■ Given exercise 1: In the news synopsis below, what was the total value of the price reductions reported by Trulia?

■ Given passage:

Wednesday, November 11th, 2009

Today’s News Synopsis:

The CBIA report shows that September sales for new-home communities have decreased by 11 percent from 2008. Foreclosure activity increased by 5 percent from August to September. According to Trulia, nearly 26 percent of homes were decreased in price from the previous month, and the total value of those price reductions is $28.1 billion.

In The News:

CBIA - “California New-Home Sales Down Again in September, CBIA Announces” (11-11-09)

“The monthly CBIA/Hanley Wood Market Intelligence (HWMI) New-Home Sales and Pricing Report showed that sales in new-home communities of 10 units or more were 11 percent below September 2008, an improvement from the 13 percent year-over-year decline last month and the much higher declines in previous months. During September, 2,310 new homes and condominiums were sold in the subdivisions tracked by Costa Mesa-based HWMI, compared to 2,580 in September 2008. Sales of single-family homes were down by 17 percent, while sales of townhomes and ‘plexes’ – duplexes, triplexes, etc. – were down 11 percent and sales of condominiums were 12 percent higher than a year ago.”

■ Data listing:
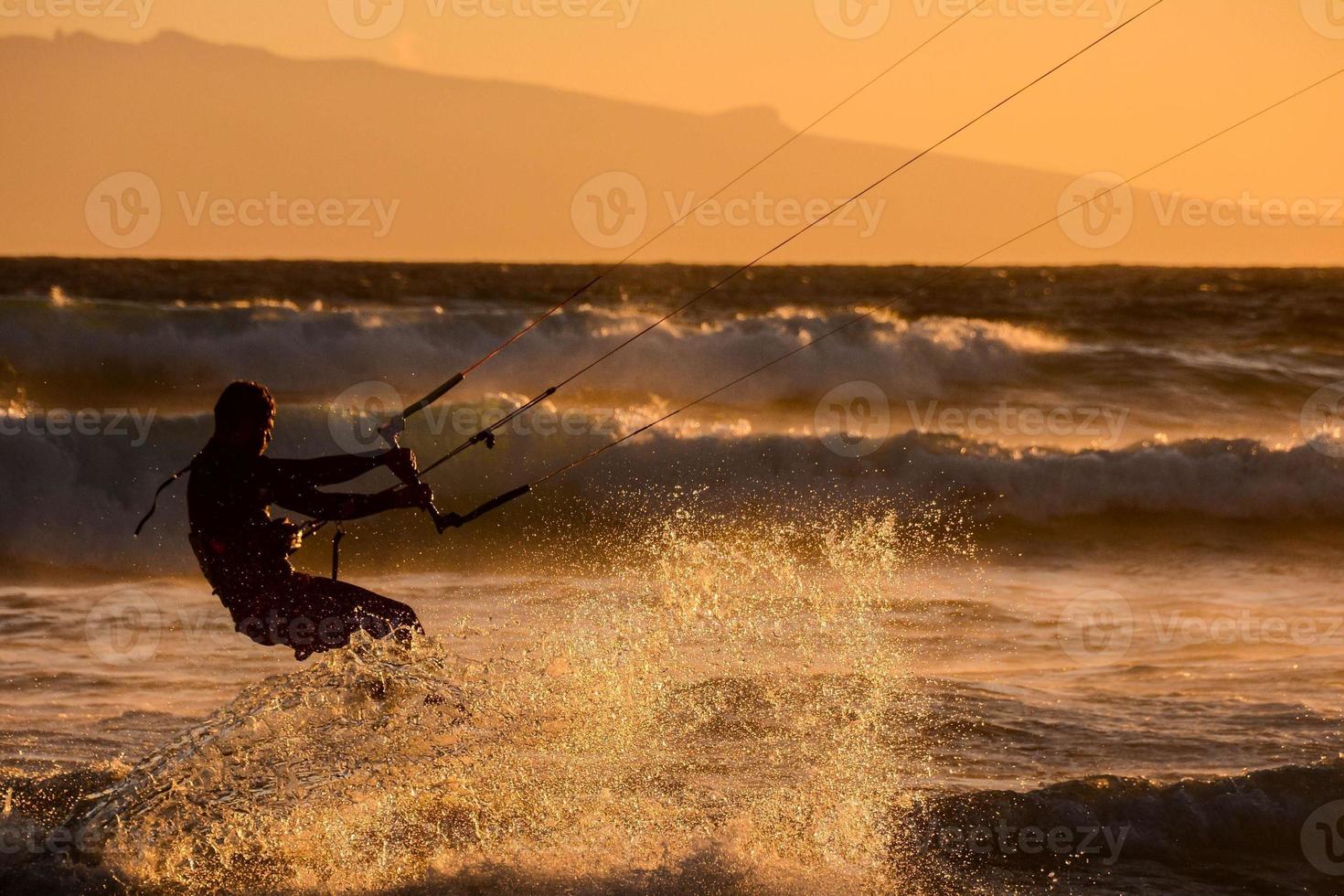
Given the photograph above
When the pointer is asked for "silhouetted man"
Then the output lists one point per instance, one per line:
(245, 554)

--

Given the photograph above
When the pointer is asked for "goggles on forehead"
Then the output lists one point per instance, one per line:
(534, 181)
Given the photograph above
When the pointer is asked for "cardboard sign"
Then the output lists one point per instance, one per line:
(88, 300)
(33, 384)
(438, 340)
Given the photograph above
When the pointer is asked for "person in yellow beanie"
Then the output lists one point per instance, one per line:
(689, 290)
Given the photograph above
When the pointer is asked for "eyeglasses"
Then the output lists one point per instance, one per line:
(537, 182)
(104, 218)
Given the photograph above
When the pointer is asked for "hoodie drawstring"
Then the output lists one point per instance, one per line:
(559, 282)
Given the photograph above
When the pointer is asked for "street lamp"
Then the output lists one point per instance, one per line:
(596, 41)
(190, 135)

---

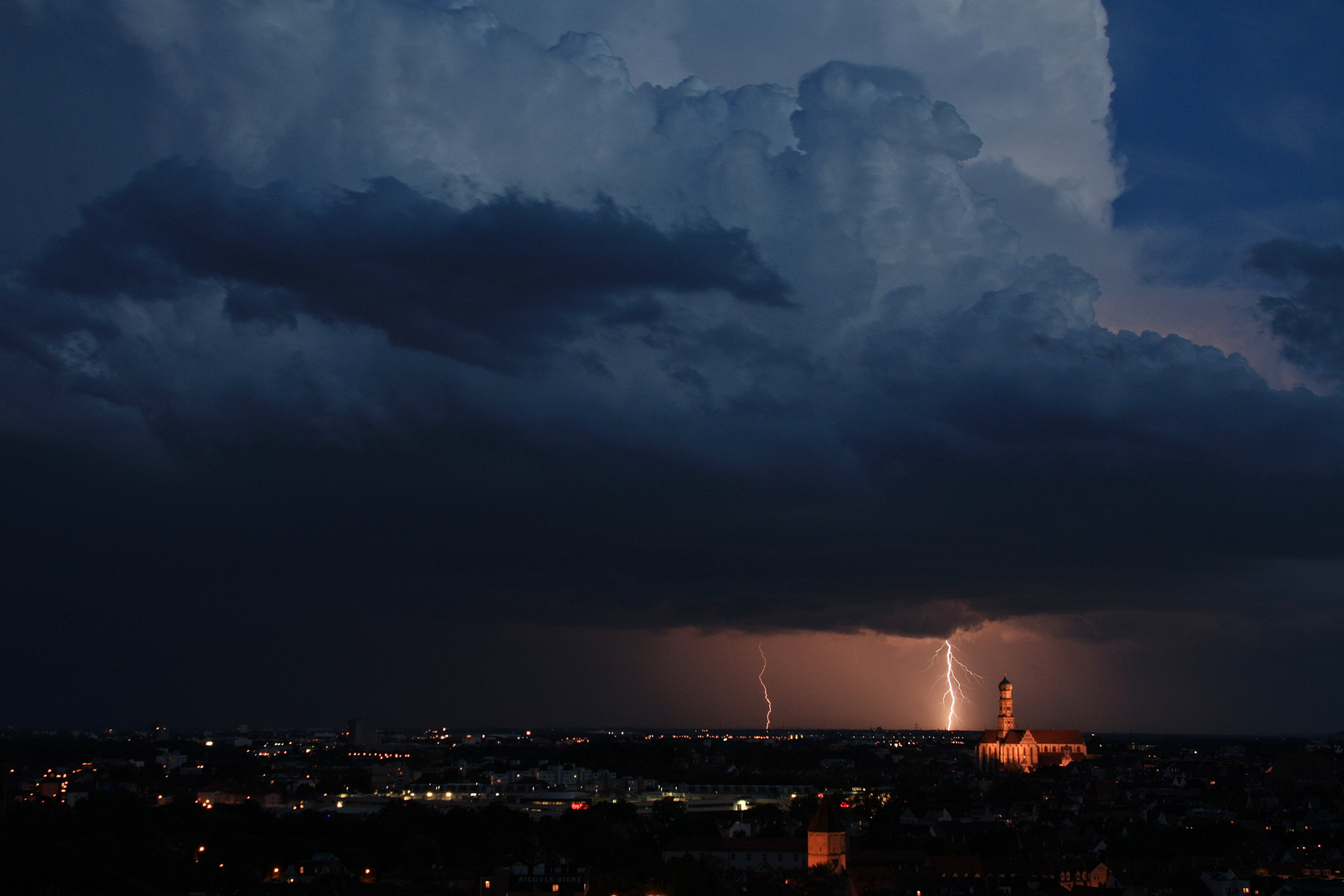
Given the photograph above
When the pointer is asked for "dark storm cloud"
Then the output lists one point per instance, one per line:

■ Given exercise 2: Extract every line of the rows above that contains the word "When", matching case exactly.

■ Full response 1: $28.1 billion

■ Full response 2:
When the pointer is asked for "silhouetted man"
When the pointer is asked for "goggles on forehead"
When the pointer is asked for "cardboard sign"
When the pointer is asked for "person in yellow beanie"
When the pointer is asked for "eyeglasses"
When the pointer is asked for "hoodie drawstring"
When the pointer is asked for "street lamp"
When the pointer is asked for "dark storm cloud"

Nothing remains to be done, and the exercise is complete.